START SUPPLIED ENTRIES

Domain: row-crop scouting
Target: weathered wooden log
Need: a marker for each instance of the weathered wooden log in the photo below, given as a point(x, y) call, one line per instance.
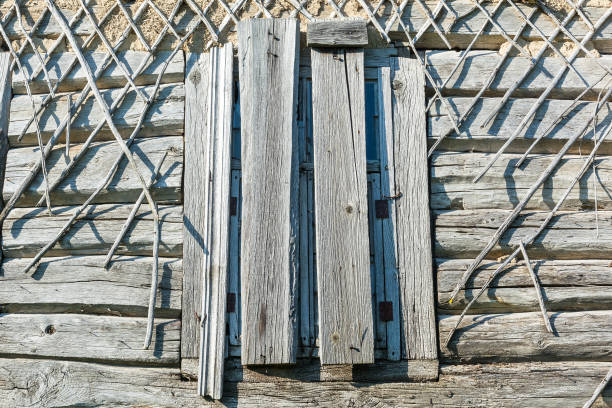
point(470, 78)
point(80, 284)
point(85, 177)
point(89, 337)
point(452, 188)
point(63, 383)
point(522, 337)
point(26, 230)
point(459, 34)
point(571, 236)
point(60, 62)
point(490, 138)
point(165, 117)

END SUPPLIED ENTRIES

**WORK REQUIRED**
Write out each line of the data exactly; the images should be left out.

**ANSWER BOX**
Domain: row-crop scouting
Target: weathered wooden log
Need: a marker for each instance of the weathered wooden log in the photo below, given as a point(x, y) call, one line per instance.
point(470, 78)
point(80, 284)
point(85, 177)
point(89, 337)
point(452, 188)
point(63, 383)
point(522, 337)
point(26, 230)
point(459, 34)
point(571, 236)
point(60, 62)
point(490, 138)
point(165, 117)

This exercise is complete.